Rows from a pointing dataset
* BEGIN *

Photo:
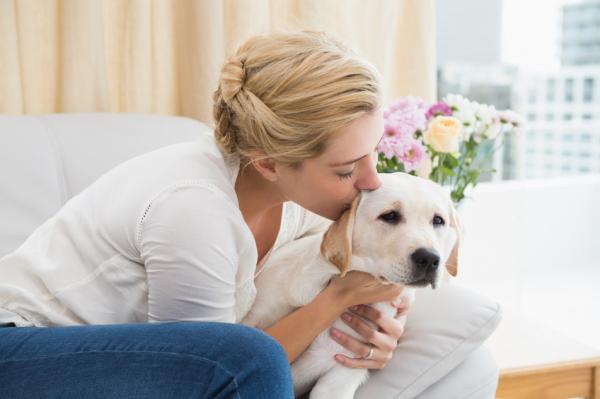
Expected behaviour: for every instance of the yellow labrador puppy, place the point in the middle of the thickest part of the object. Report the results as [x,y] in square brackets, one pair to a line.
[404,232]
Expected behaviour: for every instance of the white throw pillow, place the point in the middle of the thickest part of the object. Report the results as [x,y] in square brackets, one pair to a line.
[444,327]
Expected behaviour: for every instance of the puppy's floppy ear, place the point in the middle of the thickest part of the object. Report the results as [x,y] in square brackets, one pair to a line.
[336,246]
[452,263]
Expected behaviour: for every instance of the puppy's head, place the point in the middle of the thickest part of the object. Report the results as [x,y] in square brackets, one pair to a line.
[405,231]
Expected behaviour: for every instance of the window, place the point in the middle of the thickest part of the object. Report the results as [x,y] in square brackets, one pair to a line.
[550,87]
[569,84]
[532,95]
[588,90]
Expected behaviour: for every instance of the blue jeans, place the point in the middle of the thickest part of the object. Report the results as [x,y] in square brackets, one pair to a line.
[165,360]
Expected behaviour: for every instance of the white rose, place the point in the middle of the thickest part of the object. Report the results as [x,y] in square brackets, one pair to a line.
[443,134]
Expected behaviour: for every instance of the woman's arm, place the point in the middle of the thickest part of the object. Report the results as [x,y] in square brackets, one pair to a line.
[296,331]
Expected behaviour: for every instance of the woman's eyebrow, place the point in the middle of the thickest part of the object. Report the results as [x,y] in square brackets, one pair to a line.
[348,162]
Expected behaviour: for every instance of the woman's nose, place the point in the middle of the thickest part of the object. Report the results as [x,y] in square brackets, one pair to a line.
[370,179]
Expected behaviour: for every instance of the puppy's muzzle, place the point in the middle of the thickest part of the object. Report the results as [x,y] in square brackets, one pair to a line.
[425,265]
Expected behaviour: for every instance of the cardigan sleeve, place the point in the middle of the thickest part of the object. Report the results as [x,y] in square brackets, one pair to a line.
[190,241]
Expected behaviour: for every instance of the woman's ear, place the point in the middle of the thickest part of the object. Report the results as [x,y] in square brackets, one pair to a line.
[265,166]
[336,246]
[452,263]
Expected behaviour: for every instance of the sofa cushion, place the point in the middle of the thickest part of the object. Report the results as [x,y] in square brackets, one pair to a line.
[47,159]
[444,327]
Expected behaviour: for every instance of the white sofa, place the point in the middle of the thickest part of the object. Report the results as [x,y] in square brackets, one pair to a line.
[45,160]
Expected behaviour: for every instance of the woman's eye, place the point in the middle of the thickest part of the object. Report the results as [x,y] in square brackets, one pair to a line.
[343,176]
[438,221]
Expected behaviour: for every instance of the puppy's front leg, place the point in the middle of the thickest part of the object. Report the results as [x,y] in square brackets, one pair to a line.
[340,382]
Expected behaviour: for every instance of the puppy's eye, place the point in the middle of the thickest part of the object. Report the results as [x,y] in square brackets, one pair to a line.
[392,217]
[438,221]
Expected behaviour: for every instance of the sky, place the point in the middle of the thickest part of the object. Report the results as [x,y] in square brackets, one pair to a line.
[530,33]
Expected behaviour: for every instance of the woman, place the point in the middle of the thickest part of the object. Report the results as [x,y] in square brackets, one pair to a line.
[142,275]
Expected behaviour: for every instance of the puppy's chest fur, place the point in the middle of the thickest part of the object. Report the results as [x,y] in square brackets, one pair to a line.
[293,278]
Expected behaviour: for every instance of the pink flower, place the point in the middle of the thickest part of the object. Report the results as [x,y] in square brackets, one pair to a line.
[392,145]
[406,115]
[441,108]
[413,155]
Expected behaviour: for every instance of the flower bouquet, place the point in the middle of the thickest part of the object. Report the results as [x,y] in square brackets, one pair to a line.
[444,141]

* END *
* BEGIN *

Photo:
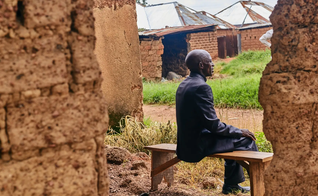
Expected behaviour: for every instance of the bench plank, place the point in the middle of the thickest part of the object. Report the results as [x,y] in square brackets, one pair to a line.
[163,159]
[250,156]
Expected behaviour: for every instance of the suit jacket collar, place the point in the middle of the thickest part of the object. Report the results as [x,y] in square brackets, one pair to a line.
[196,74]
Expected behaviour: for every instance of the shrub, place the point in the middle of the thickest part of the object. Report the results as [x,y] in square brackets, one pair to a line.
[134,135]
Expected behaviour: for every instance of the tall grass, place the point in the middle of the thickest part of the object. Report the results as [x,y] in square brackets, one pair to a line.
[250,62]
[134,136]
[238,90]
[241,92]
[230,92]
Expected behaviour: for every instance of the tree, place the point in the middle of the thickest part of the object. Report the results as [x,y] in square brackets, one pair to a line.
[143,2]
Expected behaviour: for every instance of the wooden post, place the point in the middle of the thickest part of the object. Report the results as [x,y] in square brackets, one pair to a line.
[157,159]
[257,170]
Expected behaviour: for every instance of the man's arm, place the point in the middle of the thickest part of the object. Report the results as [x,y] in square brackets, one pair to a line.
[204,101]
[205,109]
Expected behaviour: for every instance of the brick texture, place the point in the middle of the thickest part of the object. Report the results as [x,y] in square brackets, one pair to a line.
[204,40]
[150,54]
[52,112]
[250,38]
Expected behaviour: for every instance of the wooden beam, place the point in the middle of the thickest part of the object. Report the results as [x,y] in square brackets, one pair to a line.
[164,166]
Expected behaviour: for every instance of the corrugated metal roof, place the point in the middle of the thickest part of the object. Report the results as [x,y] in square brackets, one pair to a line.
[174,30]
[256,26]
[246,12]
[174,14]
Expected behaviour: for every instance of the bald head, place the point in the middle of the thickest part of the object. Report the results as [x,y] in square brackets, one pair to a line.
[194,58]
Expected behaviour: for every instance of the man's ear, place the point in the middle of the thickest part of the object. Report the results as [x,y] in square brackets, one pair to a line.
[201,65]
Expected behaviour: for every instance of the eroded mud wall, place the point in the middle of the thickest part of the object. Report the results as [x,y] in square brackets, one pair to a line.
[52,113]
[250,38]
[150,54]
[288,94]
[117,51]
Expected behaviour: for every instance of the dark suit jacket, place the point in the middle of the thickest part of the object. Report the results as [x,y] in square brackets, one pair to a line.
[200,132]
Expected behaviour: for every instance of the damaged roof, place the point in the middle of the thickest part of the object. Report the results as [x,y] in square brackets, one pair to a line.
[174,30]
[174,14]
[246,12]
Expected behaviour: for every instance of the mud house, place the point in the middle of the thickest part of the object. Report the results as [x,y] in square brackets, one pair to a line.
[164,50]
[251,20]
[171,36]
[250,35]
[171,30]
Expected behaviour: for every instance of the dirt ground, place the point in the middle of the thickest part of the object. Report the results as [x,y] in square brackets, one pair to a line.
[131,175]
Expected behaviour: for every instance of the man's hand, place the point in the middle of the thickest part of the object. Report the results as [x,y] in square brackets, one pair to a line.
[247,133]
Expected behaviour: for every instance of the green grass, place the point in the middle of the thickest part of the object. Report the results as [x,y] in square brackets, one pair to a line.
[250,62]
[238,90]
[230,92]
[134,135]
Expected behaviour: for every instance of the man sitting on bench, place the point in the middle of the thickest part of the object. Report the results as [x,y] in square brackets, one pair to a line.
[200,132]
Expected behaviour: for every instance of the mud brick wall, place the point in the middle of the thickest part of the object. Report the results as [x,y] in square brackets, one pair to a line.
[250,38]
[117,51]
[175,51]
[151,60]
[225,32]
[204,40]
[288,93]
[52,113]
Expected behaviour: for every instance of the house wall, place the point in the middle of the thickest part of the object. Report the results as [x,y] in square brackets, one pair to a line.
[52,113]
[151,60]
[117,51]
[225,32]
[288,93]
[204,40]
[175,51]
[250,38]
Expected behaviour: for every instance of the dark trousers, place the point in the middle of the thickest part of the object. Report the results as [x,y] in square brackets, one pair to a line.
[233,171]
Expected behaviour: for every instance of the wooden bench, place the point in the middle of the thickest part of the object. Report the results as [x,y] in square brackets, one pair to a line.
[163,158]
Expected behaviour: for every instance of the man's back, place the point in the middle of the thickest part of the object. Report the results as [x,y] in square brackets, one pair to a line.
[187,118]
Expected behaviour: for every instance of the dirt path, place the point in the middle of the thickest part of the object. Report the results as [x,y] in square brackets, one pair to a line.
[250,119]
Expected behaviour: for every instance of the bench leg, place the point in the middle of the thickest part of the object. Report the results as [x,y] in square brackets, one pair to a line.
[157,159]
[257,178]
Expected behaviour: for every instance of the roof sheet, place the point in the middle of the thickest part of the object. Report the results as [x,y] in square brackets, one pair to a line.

* END *
* BEGIN *

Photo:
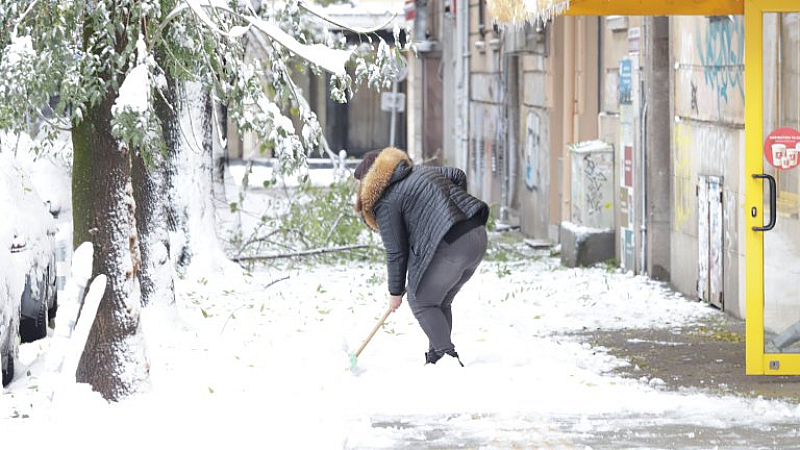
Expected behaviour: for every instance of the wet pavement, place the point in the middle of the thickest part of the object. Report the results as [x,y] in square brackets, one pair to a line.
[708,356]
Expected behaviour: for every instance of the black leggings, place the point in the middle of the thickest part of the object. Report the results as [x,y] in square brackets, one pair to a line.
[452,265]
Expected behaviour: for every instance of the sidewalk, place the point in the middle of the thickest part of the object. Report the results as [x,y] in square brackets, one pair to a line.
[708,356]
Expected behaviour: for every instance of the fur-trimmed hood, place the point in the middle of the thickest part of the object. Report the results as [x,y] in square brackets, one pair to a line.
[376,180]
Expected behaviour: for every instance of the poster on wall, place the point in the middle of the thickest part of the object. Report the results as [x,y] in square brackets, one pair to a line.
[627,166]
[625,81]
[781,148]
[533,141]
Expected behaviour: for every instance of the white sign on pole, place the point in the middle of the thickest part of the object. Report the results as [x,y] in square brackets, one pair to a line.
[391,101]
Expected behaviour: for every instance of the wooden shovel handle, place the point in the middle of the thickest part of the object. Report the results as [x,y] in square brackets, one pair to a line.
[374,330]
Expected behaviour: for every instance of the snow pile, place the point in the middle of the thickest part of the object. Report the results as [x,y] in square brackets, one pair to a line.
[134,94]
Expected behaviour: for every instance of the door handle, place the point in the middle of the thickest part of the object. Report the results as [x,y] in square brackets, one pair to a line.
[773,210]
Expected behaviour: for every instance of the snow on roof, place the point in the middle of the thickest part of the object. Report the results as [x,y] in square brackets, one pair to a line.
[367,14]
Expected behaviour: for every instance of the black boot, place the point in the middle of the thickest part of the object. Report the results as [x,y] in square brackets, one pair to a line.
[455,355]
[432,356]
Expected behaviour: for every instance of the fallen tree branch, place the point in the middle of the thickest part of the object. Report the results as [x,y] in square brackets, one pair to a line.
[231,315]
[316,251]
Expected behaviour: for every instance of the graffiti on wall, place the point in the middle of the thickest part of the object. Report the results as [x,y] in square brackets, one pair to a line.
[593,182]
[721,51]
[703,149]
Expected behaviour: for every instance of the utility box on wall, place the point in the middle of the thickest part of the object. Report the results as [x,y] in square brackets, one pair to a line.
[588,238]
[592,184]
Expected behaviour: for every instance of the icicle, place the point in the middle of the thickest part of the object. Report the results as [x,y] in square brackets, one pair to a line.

* END *

Copy out the listing above verbatim, from the line with "Expected behaviour: for every instance of the bench leg, place" up to and including the line with "Expected behaviour: for every instance of the roof".

Expected behaviour: for every instance of the bench leg, place the point in the middle of the thickest part of the object. Report the results as [x,y] in square brackets, one pair to a line.
[157,159]
[257,178]
Expected behaviour: for every instance of the roof sheet, place the point in the middle of the thickest part of the object. Report the results as [x,y] in square brackets, one pair to a line.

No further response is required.